-- INPUT --

════

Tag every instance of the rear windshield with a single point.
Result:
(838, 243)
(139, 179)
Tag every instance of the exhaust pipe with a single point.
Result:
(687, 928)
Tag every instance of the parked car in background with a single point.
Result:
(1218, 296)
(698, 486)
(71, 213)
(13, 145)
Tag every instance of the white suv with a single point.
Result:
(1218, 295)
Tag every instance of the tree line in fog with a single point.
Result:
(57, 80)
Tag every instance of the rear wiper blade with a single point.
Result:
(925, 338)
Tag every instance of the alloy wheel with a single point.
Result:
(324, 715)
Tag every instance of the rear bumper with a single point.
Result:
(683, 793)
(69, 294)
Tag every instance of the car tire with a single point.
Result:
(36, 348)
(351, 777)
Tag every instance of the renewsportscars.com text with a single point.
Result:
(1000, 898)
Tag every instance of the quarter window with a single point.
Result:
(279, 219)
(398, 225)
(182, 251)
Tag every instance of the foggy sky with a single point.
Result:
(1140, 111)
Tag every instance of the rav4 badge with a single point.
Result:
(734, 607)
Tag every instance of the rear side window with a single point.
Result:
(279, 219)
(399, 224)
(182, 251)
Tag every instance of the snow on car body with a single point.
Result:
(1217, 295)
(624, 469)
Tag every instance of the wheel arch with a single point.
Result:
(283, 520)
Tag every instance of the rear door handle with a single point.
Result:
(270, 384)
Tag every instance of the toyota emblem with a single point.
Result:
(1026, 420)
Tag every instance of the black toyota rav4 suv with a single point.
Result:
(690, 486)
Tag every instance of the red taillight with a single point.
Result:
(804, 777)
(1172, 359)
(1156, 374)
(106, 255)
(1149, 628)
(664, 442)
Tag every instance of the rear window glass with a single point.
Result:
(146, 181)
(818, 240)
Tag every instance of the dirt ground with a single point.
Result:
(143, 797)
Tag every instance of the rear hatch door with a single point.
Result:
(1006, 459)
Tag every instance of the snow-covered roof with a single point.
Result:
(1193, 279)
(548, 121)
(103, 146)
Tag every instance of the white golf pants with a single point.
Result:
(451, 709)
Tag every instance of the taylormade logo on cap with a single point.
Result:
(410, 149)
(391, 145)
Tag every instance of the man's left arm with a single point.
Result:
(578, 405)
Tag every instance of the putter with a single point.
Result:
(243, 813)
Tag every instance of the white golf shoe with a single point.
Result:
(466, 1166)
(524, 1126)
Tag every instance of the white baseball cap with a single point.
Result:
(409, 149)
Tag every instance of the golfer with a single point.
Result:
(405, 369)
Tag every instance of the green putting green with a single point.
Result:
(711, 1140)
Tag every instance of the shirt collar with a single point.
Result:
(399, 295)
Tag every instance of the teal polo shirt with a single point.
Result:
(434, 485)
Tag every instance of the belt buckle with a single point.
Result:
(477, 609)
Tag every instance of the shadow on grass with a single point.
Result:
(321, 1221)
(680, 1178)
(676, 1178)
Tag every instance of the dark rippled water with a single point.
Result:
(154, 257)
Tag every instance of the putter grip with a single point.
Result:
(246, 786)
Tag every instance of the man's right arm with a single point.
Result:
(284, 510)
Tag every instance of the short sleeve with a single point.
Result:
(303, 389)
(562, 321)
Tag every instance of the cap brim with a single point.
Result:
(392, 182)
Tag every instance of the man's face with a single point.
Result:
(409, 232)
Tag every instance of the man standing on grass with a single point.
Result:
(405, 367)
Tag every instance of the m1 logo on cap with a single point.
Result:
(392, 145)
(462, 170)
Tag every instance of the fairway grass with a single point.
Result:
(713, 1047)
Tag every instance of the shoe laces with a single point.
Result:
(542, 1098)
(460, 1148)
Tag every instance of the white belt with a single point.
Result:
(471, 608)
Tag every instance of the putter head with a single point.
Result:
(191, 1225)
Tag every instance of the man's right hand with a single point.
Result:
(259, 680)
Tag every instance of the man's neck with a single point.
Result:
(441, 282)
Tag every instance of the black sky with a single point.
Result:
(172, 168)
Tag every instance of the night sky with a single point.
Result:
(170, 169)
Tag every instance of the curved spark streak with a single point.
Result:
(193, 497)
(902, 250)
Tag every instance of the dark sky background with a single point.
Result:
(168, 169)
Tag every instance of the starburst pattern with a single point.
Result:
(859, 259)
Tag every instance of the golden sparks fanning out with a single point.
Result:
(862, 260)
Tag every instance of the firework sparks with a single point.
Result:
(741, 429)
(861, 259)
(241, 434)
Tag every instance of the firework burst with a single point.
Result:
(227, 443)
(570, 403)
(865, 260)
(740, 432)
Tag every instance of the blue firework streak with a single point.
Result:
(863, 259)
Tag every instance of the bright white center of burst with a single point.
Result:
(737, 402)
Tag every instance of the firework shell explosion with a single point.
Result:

════

-- WORK TO BE COMPLETED --
Give back every one of the lines above, word for word and in the same order, with nothing changed.

-- CORRECT ANSWER --
Tag every instance of the rear windshield with a single point.
Result:
(838, 243)
(139, 179)
Tag every instance of the exhaust pipe with a single point.
Result:
(687, 928)
Tag every instance of the parked car in background with a single point.
Result:
(1218, 296)
(698, 486)
(71, 213)
(13, 145)
Tag every instance of the white suv with a single point.
Result:
(1218, 295)
Tag every instance of the tree line in fog with a single point.
Result:
(57, 80)
Tag every instance of the rear wiper blade with a single point.
Result:
(925, 338)
Tag every instance of the alloy wheel with a single point.
Result:
(324, 715)
Tag every instance of the rear bumper with a single point.
Result:
(683, 793)
(69, 294)
Tag every instance of the car tire with a single point.
Result:
(36, 348)
(351, 777)
Tag every instance of the renewsportscars.com text with a single point.
Result:
(1000, 898)
Tag every instance of the quarter window with a single point.
Result:
(279, 219)
(398, 225)
(182, 251)
Tag every instance of the foggy sky with a single point.
Result:
(1140, 111)
Tag every instance of the rav4 badge with a single point.
Result:
(734, 607)
Tag every instance of the rear side window with a single point.
Result:
(279, 219)
(399, 224)
(182, 251)
Tag every instance of the snow on car body with a single point.
Result:
(1217, 295)
(624, 469)
Tag every instance of the wheel arch with a single point.
Result:
(283, 520)
Tag every instance of the rear door handle with a single point.
Result:
(270, 384)
Tag every instance of the toyota emblem with a single point.
Result:
(1026, 420)
Tag every instance of the black toyota rav4 suv with a single point.
Result:
(690, 486)
Tag every instance of the red taillight with a single point.
Result:
(804, 777)
(1172, 359)
(1156, 374)
(106, 255)
(1149, 628)
(664, 442)
Tag every instance of the rear window glass with a single point.
Result:
(146, 181)
(818, 240)
Tag every instance of the dirt ground with a single point.
Result:
(143, 797)
Tag every instance of the rear hatch door with a single point.
Result:
(1006, 459)
Tag every instance of the snow-covered roof with a single point.
Result:
(1193, 279)
(548, 121)
(103, 146)
Tag every instance of the white golf pants with a single point.
Result:
(451, 709)
Tag every instance of the taylormade logo on cap with a single point.
Result:
(410, 149)
(391, 145)
Tag every instance of the man's left arm with a single point.
Result:
(578, 405)
Tag every instance of the putter with a single point.
Result:
(243, 813)
Tag every instance of the white golf shoe with a single point.
Result:
(466, 1166)
(524, 1126)
Tag every instance of the white baseball cap with a single point.
Result:
(409, 149)
Tag every instance of the golfer with a single point.
Result:
(405, 369)
Tag every instance of the green putting green with a single point.
Result:
(711, 1140)
Tag every instance of the shirt collar with a single point.
Result:
(399, 295)
Tag every instance of the teal polo shirt with a single point.
Result:
(434, 485)
Tag every instance of the belt buckle with a single point.
Result:
(477, 609)
Tag every instance of the shadow on grass with a single point.
Result:
(321, 1221)
(680, 1178)
(676, 1178)
Tag every instance of the dark rippled water with a single point.
Result:
(154, 257)
Tag every instance of the putter grip with a single point.
Result:
(246, 786)
Tag every instance of the man's right arm with a single point.
Result:
(284, 510)
Tag every instance of the short sleeve with a single point.
Result:
(303, 389)
(562, 321)
Tag every instance of the cap brim with a single point.
Result:
(392, 182)
Tag every instance of the man's face with a single point.
Result:
(409, 232)
Tag every instance of the man standing on grass with a single point.
Result:
(405, 367)
Tag every instance of the m1 logo on cap with a single point.
Result:
(392, 145)
(462, 170)
Tag every instance of the fairway grass with a single point.
Result:
(713, 1047)
Tag every instance of the shoe laces with a single point.
Result:
(542, 1098)
(460, 1148)
Tag every instance of the white belt with a single point.
Result:
(471, 608)
Tag every instance of the putter head with a single point.
Result:
(191, 1225)
Tag every instance of the man's right hand with a single point.
Result:
(259, 680)
Tag every instance of the man's neck with a single point.
Result:
(441, 282)
Tag every instance of the black sky with a single point.
Result:
(172, 168)
Tag every instance of the night sky with a single point.
Result:
(170, 169)
Tag every instance of the curved spark streak with a single point.
Result:
(193, 497)
(902, 250)
Tag every instance of the dark sky background with a single point.
Result:
(168, 169)
Tag every instance of the starburst pattern with a single point.
Result:
(859, 259)
Tag every instance of the golden sparks fanning out with a single point.
Result:
(862, 260)
Tag every instance of the firework sparks with a single point.
Result:
(741, 429)
(861, 259)
(241, 434)
Tag every instance of the firework burst with a single point.
Result:
(227, 443)
(570, 403)
(865, 260)
(740, 432)
Tag every instance of the blue firework streak with a single point.
Result:
(863, 259)
Tag every instance of the bright white center of burst with a single point.
Result:
(737, 402)
Tag every instance of the firework shell explosion with a single point.
Result:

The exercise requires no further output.